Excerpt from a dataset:

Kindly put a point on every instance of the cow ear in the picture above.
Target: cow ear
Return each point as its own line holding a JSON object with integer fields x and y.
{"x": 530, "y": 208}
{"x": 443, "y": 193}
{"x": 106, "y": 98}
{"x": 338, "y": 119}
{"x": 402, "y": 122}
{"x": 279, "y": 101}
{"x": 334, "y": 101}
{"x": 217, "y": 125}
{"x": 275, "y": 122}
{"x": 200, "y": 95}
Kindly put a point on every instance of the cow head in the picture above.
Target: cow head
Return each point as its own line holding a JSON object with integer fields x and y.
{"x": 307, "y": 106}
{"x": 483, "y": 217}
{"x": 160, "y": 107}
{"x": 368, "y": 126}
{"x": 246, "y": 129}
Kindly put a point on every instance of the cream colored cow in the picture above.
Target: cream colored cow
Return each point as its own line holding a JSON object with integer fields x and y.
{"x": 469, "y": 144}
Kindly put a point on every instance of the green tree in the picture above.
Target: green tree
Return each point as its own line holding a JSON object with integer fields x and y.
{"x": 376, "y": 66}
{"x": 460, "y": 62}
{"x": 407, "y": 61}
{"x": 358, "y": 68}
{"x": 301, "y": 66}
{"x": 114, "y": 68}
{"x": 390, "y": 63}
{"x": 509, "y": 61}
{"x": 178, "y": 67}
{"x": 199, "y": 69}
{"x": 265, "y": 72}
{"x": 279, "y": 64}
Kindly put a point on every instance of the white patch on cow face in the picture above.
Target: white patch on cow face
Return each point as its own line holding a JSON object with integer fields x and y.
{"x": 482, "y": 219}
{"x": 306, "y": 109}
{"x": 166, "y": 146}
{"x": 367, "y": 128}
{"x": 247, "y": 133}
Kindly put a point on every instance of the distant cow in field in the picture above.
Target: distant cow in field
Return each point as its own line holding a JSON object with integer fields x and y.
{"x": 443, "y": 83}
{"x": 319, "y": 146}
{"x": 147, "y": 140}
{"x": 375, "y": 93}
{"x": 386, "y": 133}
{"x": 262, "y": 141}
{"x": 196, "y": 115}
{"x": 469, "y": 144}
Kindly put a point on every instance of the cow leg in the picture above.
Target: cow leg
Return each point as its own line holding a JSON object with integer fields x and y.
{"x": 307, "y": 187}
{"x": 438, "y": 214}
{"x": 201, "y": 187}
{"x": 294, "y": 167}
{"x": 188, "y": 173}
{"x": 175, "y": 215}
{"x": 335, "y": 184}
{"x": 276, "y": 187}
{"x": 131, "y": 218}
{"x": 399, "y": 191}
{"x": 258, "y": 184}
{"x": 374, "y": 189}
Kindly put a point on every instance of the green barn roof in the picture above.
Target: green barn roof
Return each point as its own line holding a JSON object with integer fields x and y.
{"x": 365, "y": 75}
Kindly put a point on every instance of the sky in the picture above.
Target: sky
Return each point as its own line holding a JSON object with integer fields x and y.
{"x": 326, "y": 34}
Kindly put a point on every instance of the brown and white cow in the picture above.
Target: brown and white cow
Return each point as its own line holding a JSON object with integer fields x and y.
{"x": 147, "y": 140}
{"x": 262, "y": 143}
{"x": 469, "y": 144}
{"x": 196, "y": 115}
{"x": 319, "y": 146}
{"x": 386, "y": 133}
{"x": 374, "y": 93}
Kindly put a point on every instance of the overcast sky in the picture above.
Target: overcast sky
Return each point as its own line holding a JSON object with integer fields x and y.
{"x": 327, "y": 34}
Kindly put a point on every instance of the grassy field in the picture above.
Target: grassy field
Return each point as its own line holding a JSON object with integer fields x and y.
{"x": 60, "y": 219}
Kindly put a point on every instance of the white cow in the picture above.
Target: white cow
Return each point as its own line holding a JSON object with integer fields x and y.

Goal: Retype every one of the rows above without changing anything.

Answer in full:
Kindly put a point on every instance of the cow ear in the picture above.
Target: cow ear
Return each point as its own line holding a JSON object with integer fields x and y.
{"x": 530, "y": 208}
{"x": 443, "y": 193}
{"x": 106, "y": 98}
{"x": 338, "y": 119}
{"x": 402, "y": 122}
{"x": 279, "y": 101}
{"x": 334, "y": 101}
{"x": 217, "y": 125}
{"x": 275, "y": 122}
{"x": 200, "y": 95}
Kindly put a point on every instance of the cow head in the picture above.
Target: cow head
Return each point as its own line holding a JSON object with integer fields x and y.
{"x": 307, "y": 106}
{"x": 483, "y": 217}
{"x": 160, "y": 107}
{"x": 368, "y": 126}
{"x": 246, "y": 129}
Kindly put a point on every instance of the cream colored cow in the picture above.
Target: cream colored cow
Return each point as its own line holding a JSON object with integer fields x and y.
{"x": 469, "y": 144}
Kindly put a point on every instance of the green tree in the picture above.
Target: green tree
Return each point as its own line holding a JSON object with integer fields x and y.
{"x": 376, "y": 66}
{"x": 460, "y": 62}
{"x": 407, "y": 61}
{"x": 358, "y": 68}
{"x": 301, "y": 66}
{"x": 114, "y": 68}
{"x": 390, "y": 63}
{"x": 509, "y": 61}
{"x": 178, "y": 67}
{"x": 199, "y": 69}
{"x": 265, "y": 72}
{"x": 279, "y": 64}
Kindly put a point on every instance of the white patch on cow face in the picture above.
Target: white patch on cow face
Return each point as its own line holding a JSON object with integer fields x and y.
{"x": 482, "y": 219}
{"x": 306, "y": 109}
{"x": 166, "y": 146}
{"x": 367, "y": 128}
{"x": 247, "y": 133}
Kindly put a point on every instance of the distant cow in field in the picture above.
Target: distant cow in field
Return each point as its own line holding a JSON object with integer fields x and y.
{"x": 443, "y": 83}
{"x": 319, "y": 146}
{"x": 147, "y": 140}
{"x": 375, "y": 93}
{"x": 386, "y": 133}
{"x": 262, "y": 141}
{"x": 196, "y": 115}
{"x": 469, "y": 144}
Kindly put a point on every instance of the cow leg in the picture above.
Target: cow leg
Return each point as its own line holding a JSON object with integer fields x and y.
{"x": 307, "y": 187}
{"x": 438, "y": 214}
{"x": 201, "y": 187}
{"x": 294, "y": 167}
{"x": 188, "y": 173}
{"x": 175, "y": 215}
{"x": 335, "y": 184}
{"x": 276, "y": 187}
{"x": 131, "y": 218}
{"x": 399, "y": 191}
{"x": 258, "y": 184}
{"x": 374, "y": 189}
Kindly put a point on every instance of the green barn roof in the picture above.
Target: green barn roof
Return each point as its own line holding a JSON object with integer fields x and y.
{"x": 365, "y": 75}
Kindly put a point on every instance of the sky in the picture above.
Target: sky
Return each point as its own line holding a JSON object with integer fields x and y.
{"x": 326, "y": 34}
Kindly put a point on every instance of the brown and white cow in the picture above.
Target: brown and white cow
Return each point as its own line holding a JSON object with integer fields x and y.
{"x": 147, "y": 140}
{"x": 262, "y": 143}
{"x": 469, "y": 144}
{"x": 196, "y": 115}
{"x": 319, "y": 146}
{"x": 386, "y": 133}
{"x": 374, "y": 93}
Kindly put a point on every instance of the overcast sky in the picture above.
Target: overcast sky
Return each point as its own line holding a JSON object with integer fields x and y.
{"x": 327, "y": 34}
Kindly put a point on every instance of the grassy field in the picture above.
Target: grassy field
Return each point as its own line holding a JSON object with integer fields x and y.
{"x": 60, "y": 219}
Kindly put a point on every instance of the white cow in the picture above.
Target: white cow
Return each point as its own line holding a JSON object with integer fields x and y.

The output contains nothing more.